** RECORDS TO PROCESS **
## begin
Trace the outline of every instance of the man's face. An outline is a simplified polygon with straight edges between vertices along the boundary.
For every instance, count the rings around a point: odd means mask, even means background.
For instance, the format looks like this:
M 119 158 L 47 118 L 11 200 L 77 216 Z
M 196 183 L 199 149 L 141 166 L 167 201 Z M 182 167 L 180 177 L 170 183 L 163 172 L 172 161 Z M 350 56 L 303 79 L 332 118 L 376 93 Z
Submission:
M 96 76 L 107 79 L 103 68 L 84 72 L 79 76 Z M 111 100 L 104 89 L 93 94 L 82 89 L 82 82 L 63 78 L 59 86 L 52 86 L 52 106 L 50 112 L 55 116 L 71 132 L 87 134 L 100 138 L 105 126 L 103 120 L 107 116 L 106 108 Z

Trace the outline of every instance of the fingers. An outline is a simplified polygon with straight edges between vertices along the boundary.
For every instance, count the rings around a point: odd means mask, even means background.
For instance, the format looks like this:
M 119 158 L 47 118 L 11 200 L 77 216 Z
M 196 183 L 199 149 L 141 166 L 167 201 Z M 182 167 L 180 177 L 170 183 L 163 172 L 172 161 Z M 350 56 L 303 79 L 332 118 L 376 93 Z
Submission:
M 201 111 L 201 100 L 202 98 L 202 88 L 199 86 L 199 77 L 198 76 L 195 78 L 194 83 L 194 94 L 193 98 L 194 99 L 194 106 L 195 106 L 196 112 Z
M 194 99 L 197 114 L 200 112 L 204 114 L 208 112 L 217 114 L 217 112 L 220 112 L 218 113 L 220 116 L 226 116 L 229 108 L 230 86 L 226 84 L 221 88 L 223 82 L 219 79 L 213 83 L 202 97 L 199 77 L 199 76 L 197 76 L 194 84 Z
## end
Rewrite everything from the first of the lines above down to the line containing "M 96 76 L 107", both included, as a numbered list, leaving out blank lines.

1. Trace the outline of every instance of the man's face. An outline is a simplified polygon with straight edges between vertices along the boundary.
2. For every instance, count the rings around a point: odd means mask, even means background.
3. For instance, the format looks like this:
4. M 119 158 L 47 118 L 11 200 L 77 216 Z
5. M 196 183 L 199 149 L 141 166 L 167 201 Z M 182 167 L 180 177 L 170 183 L 163 172 L 172 161 Z M 350 56 L 303 79 L 332 118 L 376 93 Z
6. Submission:
7. M 96 76 L 107 79 L 103 68 L 84 72 L 79 76 Z M 111 100 L 104 89 L 93 94 L 82 89 L 82 82 L 63 78 L 59 86 L 52 86 L 52 106 L 50 112 L 55 116 L 71 132 L 87 134 L 100 138 L 105 126 L 103 120 L 107 116 L 106 108 Z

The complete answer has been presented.